Recorded data
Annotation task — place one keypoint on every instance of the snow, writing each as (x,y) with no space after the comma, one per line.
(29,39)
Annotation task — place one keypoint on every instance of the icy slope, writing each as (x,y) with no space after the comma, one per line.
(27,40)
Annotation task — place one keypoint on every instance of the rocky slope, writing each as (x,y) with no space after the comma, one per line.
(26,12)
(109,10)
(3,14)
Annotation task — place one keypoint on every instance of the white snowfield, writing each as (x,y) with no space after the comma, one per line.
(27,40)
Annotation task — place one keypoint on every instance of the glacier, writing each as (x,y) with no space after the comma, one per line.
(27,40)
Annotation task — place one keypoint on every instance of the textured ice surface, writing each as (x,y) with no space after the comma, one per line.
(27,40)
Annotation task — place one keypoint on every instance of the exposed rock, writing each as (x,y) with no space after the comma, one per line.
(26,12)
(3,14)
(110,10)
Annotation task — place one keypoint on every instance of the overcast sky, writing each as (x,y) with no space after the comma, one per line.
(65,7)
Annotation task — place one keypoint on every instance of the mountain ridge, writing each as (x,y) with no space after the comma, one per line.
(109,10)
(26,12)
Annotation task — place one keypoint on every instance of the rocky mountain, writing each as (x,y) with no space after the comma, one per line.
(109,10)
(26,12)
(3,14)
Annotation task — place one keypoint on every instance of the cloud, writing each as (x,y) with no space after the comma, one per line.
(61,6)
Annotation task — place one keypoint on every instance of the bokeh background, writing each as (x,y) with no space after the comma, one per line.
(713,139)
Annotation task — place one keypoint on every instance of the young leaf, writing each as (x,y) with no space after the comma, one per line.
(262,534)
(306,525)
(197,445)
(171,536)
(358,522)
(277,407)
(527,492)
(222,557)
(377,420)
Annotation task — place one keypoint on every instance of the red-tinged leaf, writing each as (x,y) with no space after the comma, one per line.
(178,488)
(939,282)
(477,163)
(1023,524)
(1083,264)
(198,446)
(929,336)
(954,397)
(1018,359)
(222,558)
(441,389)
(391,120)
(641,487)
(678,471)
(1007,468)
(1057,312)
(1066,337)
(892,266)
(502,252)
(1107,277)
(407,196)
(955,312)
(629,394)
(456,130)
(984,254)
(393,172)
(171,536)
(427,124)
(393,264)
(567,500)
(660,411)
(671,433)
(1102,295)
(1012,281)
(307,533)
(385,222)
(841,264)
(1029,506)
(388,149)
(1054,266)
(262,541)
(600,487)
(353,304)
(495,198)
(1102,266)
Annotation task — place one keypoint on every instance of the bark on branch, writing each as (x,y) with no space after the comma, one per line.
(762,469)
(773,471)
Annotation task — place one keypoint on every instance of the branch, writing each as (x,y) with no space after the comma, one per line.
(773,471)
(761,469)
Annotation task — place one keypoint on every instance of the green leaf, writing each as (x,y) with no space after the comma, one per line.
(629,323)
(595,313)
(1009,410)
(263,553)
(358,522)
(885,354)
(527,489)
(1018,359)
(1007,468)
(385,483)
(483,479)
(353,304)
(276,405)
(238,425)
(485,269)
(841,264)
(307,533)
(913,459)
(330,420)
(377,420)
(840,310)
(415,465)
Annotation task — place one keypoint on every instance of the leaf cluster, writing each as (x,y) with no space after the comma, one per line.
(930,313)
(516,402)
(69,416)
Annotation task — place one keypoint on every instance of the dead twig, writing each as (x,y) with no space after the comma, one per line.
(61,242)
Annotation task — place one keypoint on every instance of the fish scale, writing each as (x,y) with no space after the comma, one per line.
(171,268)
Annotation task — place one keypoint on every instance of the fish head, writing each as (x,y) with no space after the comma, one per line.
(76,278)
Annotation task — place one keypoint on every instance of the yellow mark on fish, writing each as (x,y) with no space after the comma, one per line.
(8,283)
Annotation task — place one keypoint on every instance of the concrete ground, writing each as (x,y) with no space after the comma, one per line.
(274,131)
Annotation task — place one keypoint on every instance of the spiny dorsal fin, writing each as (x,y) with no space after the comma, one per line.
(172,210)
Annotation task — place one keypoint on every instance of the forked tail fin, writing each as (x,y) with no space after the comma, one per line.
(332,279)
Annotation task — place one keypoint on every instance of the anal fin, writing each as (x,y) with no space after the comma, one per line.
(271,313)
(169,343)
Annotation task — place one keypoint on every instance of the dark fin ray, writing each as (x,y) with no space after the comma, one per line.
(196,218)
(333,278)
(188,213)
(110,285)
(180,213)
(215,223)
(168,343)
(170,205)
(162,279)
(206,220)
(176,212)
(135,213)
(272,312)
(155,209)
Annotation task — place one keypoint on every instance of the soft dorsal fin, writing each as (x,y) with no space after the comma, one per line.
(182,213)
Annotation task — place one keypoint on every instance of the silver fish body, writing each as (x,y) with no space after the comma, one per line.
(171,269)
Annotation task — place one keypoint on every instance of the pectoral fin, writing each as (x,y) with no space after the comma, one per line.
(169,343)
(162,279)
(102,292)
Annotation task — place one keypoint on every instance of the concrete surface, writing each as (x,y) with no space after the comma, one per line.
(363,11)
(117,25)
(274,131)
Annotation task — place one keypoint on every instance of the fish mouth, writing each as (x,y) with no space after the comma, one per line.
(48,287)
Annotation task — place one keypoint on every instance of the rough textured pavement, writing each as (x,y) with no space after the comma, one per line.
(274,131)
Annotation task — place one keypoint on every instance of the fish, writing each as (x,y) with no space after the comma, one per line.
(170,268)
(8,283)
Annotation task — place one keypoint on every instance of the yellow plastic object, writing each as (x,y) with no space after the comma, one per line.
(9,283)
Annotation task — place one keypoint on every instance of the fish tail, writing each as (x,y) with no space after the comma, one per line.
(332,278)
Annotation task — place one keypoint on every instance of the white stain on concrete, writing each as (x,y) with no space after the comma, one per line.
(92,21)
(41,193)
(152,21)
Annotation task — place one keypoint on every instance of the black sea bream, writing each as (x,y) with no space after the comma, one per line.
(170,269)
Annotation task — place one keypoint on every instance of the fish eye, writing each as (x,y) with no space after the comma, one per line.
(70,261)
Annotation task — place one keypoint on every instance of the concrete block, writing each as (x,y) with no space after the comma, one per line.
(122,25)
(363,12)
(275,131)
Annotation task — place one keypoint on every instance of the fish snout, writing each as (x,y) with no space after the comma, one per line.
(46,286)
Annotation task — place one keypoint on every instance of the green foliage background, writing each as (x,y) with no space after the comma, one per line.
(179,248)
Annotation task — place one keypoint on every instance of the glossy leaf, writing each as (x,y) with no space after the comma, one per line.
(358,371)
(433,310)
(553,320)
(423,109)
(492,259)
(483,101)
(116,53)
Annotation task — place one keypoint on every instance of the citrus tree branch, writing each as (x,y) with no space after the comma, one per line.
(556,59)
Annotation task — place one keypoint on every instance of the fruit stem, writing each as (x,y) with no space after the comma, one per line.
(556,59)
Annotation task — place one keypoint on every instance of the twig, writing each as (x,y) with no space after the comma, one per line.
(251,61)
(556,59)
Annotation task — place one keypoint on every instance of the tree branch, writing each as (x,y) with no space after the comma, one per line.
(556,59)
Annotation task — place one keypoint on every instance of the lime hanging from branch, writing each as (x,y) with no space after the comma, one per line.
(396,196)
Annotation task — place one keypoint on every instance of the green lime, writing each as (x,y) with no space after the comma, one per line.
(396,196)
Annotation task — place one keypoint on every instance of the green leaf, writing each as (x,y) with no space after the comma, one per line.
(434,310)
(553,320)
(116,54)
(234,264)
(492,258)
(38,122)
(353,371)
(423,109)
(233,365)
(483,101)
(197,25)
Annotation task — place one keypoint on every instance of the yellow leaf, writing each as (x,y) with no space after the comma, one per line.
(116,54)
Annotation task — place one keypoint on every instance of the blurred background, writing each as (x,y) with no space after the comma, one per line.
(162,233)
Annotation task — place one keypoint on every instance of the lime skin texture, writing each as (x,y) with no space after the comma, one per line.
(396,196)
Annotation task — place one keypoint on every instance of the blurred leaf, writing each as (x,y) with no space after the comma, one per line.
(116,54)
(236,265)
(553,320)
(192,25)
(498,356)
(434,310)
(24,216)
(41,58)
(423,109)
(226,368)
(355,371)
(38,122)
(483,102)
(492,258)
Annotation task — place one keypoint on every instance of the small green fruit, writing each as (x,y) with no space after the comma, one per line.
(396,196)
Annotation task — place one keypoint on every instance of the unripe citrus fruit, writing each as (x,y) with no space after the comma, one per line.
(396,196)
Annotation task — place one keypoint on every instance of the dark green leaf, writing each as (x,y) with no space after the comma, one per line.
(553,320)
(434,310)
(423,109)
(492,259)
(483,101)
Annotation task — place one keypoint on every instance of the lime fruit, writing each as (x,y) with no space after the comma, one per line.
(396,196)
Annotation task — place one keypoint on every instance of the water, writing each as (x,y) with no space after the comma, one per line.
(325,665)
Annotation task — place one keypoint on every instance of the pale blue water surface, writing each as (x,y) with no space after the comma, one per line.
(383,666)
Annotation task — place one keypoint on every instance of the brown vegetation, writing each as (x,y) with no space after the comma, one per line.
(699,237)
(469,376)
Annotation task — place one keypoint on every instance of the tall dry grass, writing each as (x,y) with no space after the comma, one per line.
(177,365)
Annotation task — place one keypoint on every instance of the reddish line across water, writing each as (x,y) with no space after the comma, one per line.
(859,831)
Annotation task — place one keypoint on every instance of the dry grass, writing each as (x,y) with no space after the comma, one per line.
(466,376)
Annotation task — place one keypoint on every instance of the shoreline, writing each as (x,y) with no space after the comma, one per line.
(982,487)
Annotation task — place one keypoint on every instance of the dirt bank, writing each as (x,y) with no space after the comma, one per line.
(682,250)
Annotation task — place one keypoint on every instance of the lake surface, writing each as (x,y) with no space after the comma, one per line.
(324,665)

- **Problem to work on**
Everything from the line with "lime fruit, writing" through the last line of the material above should be echoed exactly, and nothing else.

- **Response to the task**
Annotation task — place one keypoint on every instance of the lime fruit, writing each as (x,y) with no space after the comma, one per line.
(396,196)
Annotation task — place one keypoint on every instance of the water, writing each as (x,y) with no space after the comma, one per line.
(325,665)
Annotation task — place one keypoint on every instance of the pale blue water surface, writing each as (x,y) with no space after the comma, one per line.
(383,666)
Annotation task — place one keypoint on every instance of the brown vegetation, writing each as (x,y) with no space after the comma, one per line.
(699,237)
(469,376)
Annotation task — place one keypoint on every instance of the tall dry grass, writing each as (x,y) with no space after the comma, one per line.
(177,365)
Annotation task — place one keypoint on every instance of the reddish line across water, writing each as (x,y) with no space after the comma, one per line.
(859,831)
Annotation task — place one keypoint on every instance of the dry grass, writing each as (x,y) with no space after the comma, one per line.
(466,376)
Annotation task — place one keypoint on every instance of the shoreline, writing each as (x,y) with no space after the comma, one per line.
(982,487)
Annotation task — place one keypoint on every instance of the dirt bank, writing each as (x,y) with no space after the comma, one per line.
(682,250)
Annotation task — place one keypoint on every instance of the lake surface, writing each as (x,y) with no space after the comma, one per line.
(324,665)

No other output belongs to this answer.